WORK TO BE COMPLETED> Could you reproduce every one of the records below word for word, leaving the pictures out?

━━ RECORD EXTRACTS

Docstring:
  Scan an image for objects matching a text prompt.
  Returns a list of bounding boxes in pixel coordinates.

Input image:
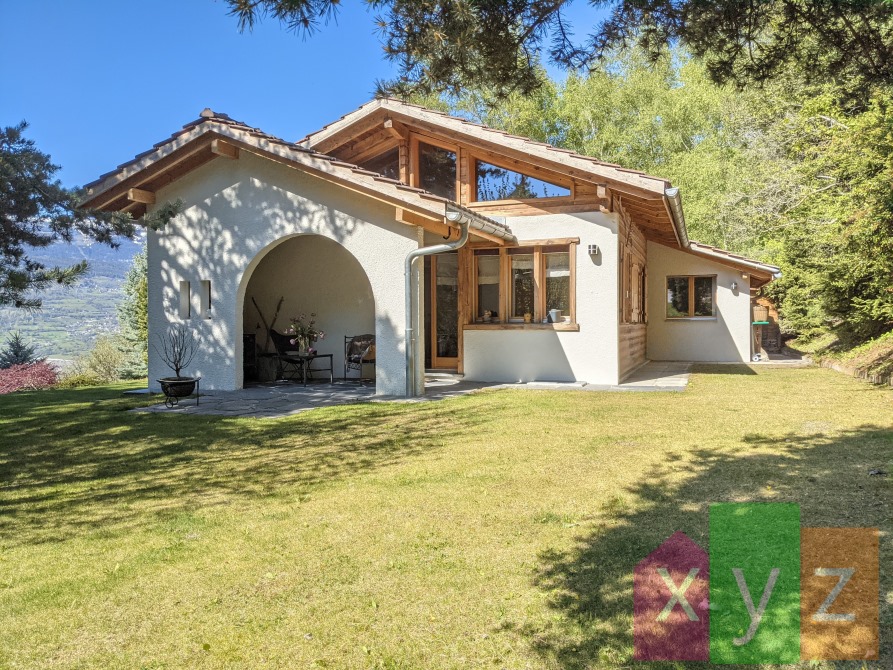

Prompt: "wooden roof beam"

[211,140,239,160]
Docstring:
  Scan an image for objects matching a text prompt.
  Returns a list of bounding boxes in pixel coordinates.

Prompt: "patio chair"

[344,334,375,379]
[270,328,304,380]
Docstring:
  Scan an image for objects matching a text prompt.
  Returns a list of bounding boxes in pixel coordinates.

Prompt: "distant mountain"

━━━━

SOLUTION FOR THIS PROBLEM>
Docstring:
  Scan an image for objects matching a text prompt.
  Returns a list of bounding boxes in pixel coordinates.

Input image:

Prompt: "wooden roof beam"

[211,140,239,160]
Docstring:
  Scan an image for objects matching a text prompt.
  Returns a list of bounding boxes in pixel coordinates.

Prompt: "patio chair"

[344,334,375,379]
[270,328,304,380]
Docstring:
  Scan an image for objects matching a text prompt.
  Returns a list of bounding boxes in pixel coordinates.

Prompt: "distant mountain"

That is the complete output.